Verilen talimat A:
Tövbe konulu metinde, Kur'ân-ı Kerim'de tövbe kavramının kaç yerde geçtiği belirtiliyor?
Verilen talimat B:
Tövbe konulu metni son cümlesinden sonra yazmaya devam edin.

Seçilen metin:
-=-=-=-=-

Zina eden birisi nasıl tövbe etmelidir?
Cevap: İşlediği günahtan pişmanlık duyacak, ama samimi bir pişmanlık... Allah'a (CC) o günahı affetmesi için yalvarılacak. Mümkünse gözyaşı dökülerek. Bir daha o günaha girilmeyeceğine, o günahı işlemeyeceğine söz verilecek. O günahı bir daha gerçekten işlemeyecek. Bunları yaptığı zaman tövbe etmiş olur ve biz bu tür tövbeye nasuh tövbesi diyoruz. Kur'an-ı Kerim'de de bu emredilir.
https://www.instagram.com/p/ClGl0j-DwIy/
TÖVBE NE DEMEKTİR?
🔶 Arapça'da tevbe (tevb, metâb) "geri dönmek, rücû etmek, dönüş yapmak" anlamlarına gelir ve "dinde yerilmiş şeyleri terkderek övgüye lâyık olanlara doğru yönelme" şeklinde tanımlanır. Kur'ân-ı Kerim'de tövbe kavramı seksen sekiz yerde geçer ve otuz beş yerde Allah'a (CC), diğer ayetlerde ise insanlara nisbet edilir.

-=-=-=-=-

Veri satırları:
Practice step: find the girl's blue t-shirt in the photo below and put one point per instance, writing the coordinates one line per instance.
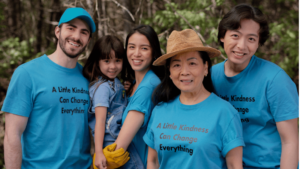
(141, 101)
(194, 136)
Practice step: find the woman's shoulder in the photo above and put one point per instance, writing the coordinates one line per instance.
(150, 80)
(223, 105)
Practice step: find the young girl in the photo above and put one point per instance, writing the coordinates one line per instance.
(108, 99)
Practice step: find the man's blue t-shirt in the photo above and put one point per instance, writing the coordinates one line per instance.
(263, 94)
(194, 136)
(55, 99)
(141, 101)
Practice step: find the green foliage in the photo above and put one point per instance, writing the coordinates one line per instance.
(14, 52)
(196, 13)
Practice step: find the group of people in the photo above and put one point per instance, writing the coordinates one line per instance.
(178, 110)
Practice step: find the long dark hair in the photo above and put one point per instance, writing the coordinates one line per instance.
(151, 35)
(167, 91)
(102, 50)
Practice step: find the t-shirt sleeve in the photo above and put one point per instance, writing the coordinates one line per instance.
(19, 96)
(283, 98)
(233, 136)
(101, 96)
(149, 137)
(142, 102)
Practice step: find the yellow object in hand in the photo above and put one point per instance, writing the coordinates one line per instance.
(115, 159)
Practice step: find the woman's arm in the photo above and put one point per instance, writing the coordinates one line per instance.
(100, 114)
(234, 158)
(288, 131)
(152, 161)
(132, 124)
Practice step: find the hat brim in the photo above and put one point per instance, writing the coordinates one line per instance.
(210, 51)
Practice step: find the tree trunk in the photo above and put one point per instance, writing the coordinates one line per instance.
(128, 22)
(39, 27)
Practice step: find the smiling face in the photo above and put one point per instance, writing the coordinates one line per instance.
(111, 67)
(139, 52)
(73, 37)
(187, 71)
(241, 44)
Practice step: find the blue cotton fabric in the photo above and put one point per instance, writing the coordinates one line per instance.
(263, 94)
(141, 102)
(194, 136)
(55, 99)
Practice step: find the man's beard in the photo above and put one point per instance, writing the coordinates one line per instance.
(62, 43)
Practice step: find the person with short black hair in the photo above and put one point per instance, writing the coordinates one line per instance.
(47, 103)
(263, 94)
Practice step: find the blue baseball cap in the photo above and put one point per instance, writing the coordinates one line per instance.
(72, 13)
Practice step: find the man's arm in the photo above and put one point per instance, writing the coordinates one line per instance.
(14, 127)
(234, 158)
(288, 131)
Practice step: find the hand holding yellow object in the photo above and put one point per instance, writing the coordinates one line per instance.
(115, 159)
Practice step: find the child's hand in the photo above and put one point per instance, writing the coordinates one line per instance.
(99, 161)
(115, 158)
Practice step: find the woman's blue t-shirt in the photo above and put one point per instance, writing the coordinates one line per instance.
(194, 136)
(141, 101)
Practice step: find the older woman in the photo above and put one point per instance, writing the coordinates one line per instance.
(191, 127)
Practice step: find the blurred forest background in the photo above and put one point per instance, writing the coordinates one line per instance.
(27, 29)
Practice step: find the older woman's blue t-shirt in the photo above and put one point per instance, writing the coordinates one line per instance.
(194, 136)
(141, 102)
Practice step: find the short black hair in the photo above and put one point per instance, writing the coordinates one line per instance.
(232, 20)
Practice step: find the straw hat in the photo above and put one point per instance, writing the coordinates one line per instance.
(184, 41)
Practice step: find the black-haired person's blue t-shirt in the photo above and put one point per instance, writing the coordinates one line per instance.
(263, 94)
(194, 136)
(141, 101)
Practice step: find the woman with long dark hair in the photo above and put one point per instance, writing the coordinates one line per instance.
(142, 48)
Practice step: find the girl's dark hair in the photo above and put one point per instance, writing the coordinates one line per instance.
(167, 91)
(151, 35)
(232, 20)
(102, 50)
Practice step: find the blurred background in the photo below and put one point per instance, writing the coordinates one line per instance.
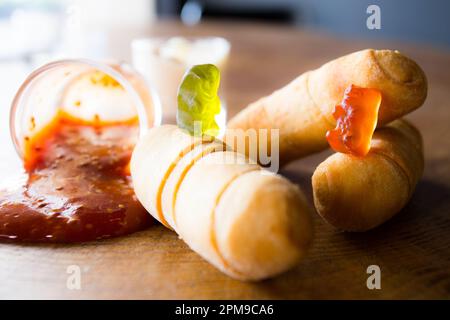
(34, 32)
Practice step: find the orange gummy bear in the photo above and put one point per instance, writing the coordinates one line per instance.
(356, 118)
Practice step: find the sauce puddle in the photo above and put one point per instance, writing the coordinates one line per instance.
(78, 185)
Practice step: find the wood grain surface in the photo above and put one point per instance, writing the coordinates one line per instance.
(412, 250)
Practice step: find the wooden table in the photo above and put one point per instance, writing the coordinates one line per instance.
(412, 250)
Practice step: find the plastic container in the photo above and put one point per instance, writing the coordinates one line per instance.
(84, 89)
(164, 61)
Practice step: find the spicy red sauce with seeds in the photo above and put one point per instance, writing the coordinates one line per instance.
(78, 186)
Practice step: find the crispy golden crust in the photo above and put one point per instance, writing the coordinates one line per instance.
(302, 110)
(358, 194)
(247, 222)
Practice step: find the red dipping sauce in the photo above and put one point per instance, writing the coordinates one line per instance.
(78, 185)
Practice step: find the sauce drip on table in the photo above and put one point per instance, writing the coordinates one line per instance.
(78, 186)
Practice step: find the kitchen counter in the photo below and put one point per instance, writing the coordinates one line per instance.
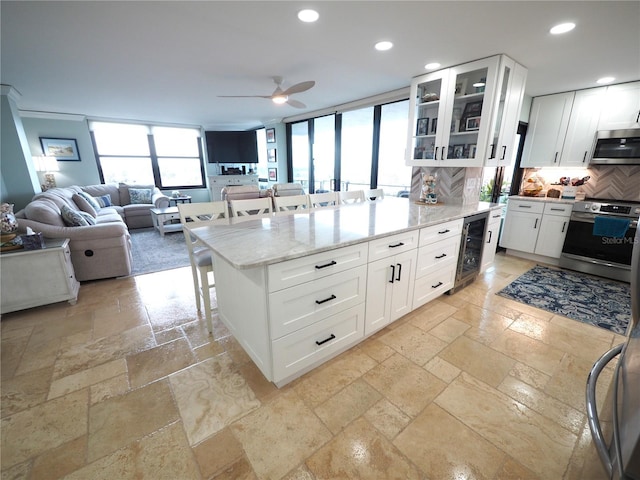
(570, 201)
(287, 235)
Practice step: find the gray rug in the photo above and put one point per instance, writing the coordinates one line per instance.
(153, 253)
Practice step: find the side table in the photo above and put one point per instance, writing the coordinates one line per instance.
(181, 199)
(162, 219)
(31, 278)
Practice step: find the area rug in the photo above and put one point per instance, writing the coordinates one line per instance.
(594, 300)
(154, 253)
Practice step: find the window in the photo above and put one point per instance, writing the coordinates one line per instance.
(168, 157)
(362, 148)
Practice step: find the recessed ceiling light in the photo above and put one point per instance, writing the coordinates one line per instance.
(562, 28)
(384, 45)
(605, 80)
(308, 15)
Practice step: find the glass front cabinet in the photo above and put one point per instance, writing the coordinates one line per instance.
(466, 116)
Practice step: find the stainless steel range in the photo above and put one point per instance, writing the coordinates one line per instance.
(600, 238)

-=-=-=-=-

Görev çıktısı A:
Seksen sekiz yerde.

Görev çıktısı B:
🔶 Naslarda tövbenin ve mana yakınlığı içinde bulunduğu rücû, inâbe, evbe, gufrân ve af kavramlarının kullanılışı göz önüne alındığında tövbenin bezm-i elestte Allah (CC) ile kul arasında yapılan ahdin tazelenmesini ya da insanların fıtrat çizgisine dönmesini ve onu korumasını ifade ettiği anlaşılır.
📌Nas ne demektir?
Hüküm kaynağı olarak Kur'an ve sünnet ifadelerini, Allah'ın (CC) ve Peygamber'in (SAV) sözlerini ifade eden bir kavramdır.
📌Bezm-i elest ne demektir?
Allah'la (CC) yaratılışları sırasında insanlar arasında yapıldığı kabul edilen sözleşme için kullanılan bir tabir.
🔶 Kişinin işlediği günahlar, Allah Teâlâ ile iman arasındaki bağı zedeler ve her zaman vaadini ve ahdini gerçekleştiren Allah'dan (CC) onu uzaklaştırır. Tövbe de bu uzaklaşmaya son vermeye yönelik bir çaba olarak görülür.
🔶 Dolayısıyla tövbe, ruhun Allah'a (CC) açılışını ve yücelişini hedefleyen bir dua niteliği taşır. Kur'an ve hadislerde yer alan tövbe ve istiğfar ifadelerinin çoğu dua ve niyaz üslûbunda olması bakımından dikkat çekicidir.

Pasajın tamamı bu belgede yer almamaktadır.